▸ Task brief
Could you output the listing that follows exactly, without its images?

▸ Extracted records
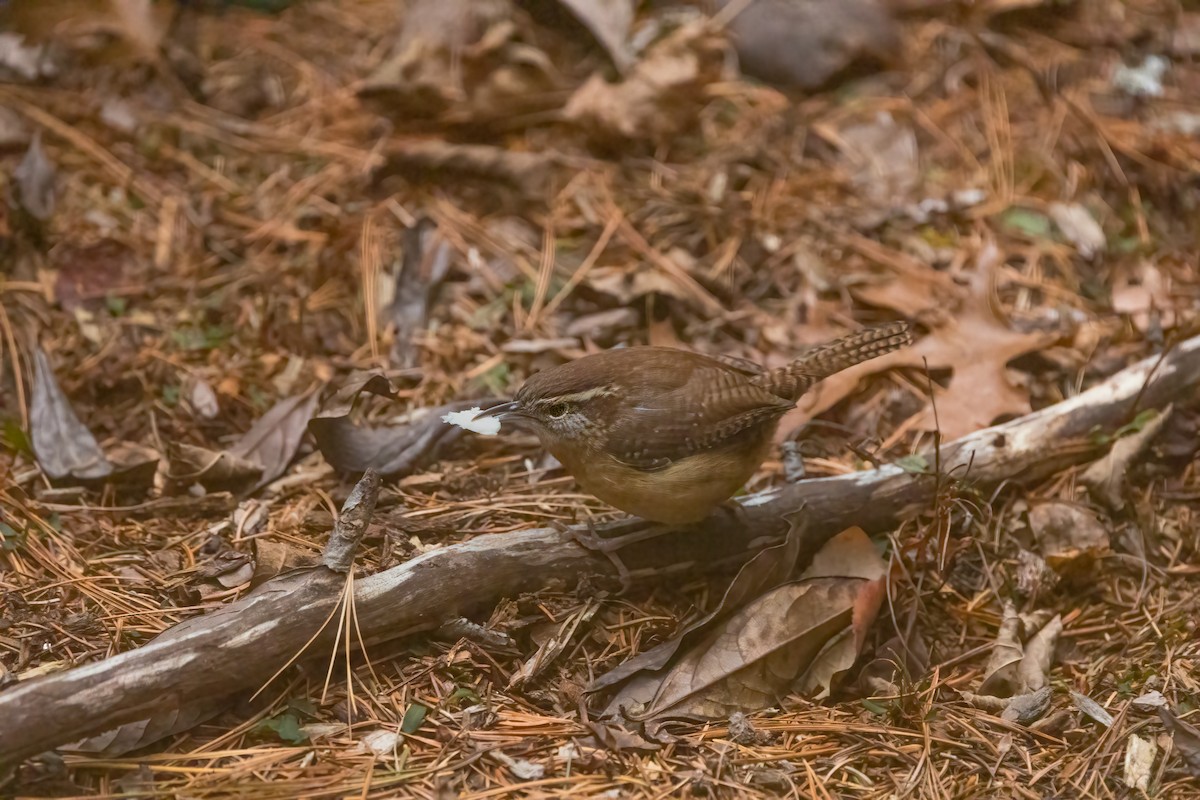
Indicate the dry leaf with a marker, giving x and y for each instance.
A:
(1144, 292)
(88, 275)
(1079, 227)
(1069, 537)
(553, 644)
(64, 446)
(216, 471)
(1092, 709)
(1105, 477)
(804, 44)
(202, 398)
(768, 569)
(1024, 709)
(1035, 668)
(393, 450)
(1139, 762)
(661, 94)
(34, 181)
(609, 20)
(273, 440)
(425, 265)
(881, 156)
(173, 715)
(972, 343)
(1001, 674)
(462, 60)
(274, 558)
(1015, 669)
(1186, 737)
(802, 635)
(435, 161)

▸ The completed task
Indicate the dry leaf with a marker, giving x and y for each instance.
A:
(1144, 292)
(88, 275)
(1079, 227)
(1069, 537)
(553, 644)
(64, 446)
(216, 471)
(1092, 709)
(1105, 477)
(804, 44)
(202, 398)
(768, 569)
(1024, 709)
(1035, 668)
(393, 450)
(1139, 762)
(661, 94)
(34, 181)
(609, 20)
(273, 440)
(425, 265)
(881, 156)
(173, 715)
(972, 343)
(1001, 674)
(462, 60)
(274, 558)
(1015, 669)
(1186, 737)
(802, 635)
(435, 161)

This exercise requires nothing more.